Rewrite every line of the listing below, substituting "every instance" for each occurrence of "all instances" and changing nothing else. Leave the pictures out of your answer.

::::::

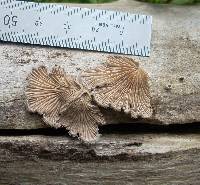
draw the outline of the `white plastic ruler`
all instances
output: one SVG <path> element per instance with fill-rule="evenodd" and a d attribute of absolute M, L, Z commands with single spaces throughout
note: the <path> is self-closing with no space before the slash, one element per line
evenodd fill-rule
<path fill-rule="evenodd" d="M 59 4 L 0 0 L 0 40 L 150 55 L 152 17 Z"/>

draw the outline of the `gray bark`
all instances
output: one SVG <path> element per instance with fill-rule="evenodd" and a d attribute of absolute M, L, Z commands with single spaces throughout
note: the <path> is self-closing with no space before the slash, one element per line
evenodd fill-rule
<path fill-rule="evenodd" d="M 83 145 L 68 137 L 1 136 L 0 184 L 197 185 L 199 140 L 199 134 L 104 134 Z"/>
<path fill-rule="evenodd" d="M 97 7 L 96 5 L 87 7 Z M 199 6 L 152 6 L 130 0 L 98 8 L 144 13 L 153 16 L 150 58 L 133 57 L 150 76 L 154 115 L 149 123 L 173 124 L 200 121 L 200 11 Z M 45 127 L 26 111 L 24 87 L 33 67 L 55 64 L 77 75 L 96 67 L 109 54 L 70 49 L 0 44 L 0 128 Z M 116 116 L 117 117 L 116 117 Z M 108 123 L 130 122 L 127 117 L 105 113 Z M 121 119 L 119 119 L 121 118 Z M 131 120 L 134 122 L 134 120 Z"/>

::::::

■ Result below
draw the outline of the `white plastic ruler`
every instance
output: one SVG <path> element per instance with fill-rule="evenodd" and a d attribute of absolute M, L, Z commands with single spaces throughout
note: the <path> is self-closing with no space before the slash, one element per line
evenodd fill-rule
<path fill-rule="evenodd" d="M 59 4 L 0 0 L 0 40 L 150 55 L 152 17 Z"/>

draw the outline of the `gray bark`
every instance
output: one SVG <path> element per instance with fill-rule="evenodd" and a d attribute of absolute M, L, Z commands with single spaces throughout
note: the <path> is self-closing with no space before the slash, one element per line
evenodd fill-rule
<path fill-rule="evenodd" d="M 83 145 L 68 137 L 1 136 L 0 184 L 197 185 L 199 140 L 199 134 L 104 134 Z"/>
<path fill-rule="evenodd" d="M 97 7 L 96 5 L 87 7 Z M 199 6 L 152 6 L 130 0 L 98 8 L 144 13 L 153 16 L 150 58 L 133 57 L 150 76 L 154 115 L 149 123 L 173 124 L 200 121 L 200 11 Z M 45 127 L 26 111 L 24 87 L 33 67 L 55 64 L 77 75 L 96 67 L 109 54 L 70 49 L 0 44 L 0 128 Z M 116 116 L 117 117 L 116 117 Z M 108 123 L 130 122 L 127 117 L 105 113 Z M 121 119 L 119 119 L 121 118 Z M 131 120 L 134 122 L 134 120 Z"/>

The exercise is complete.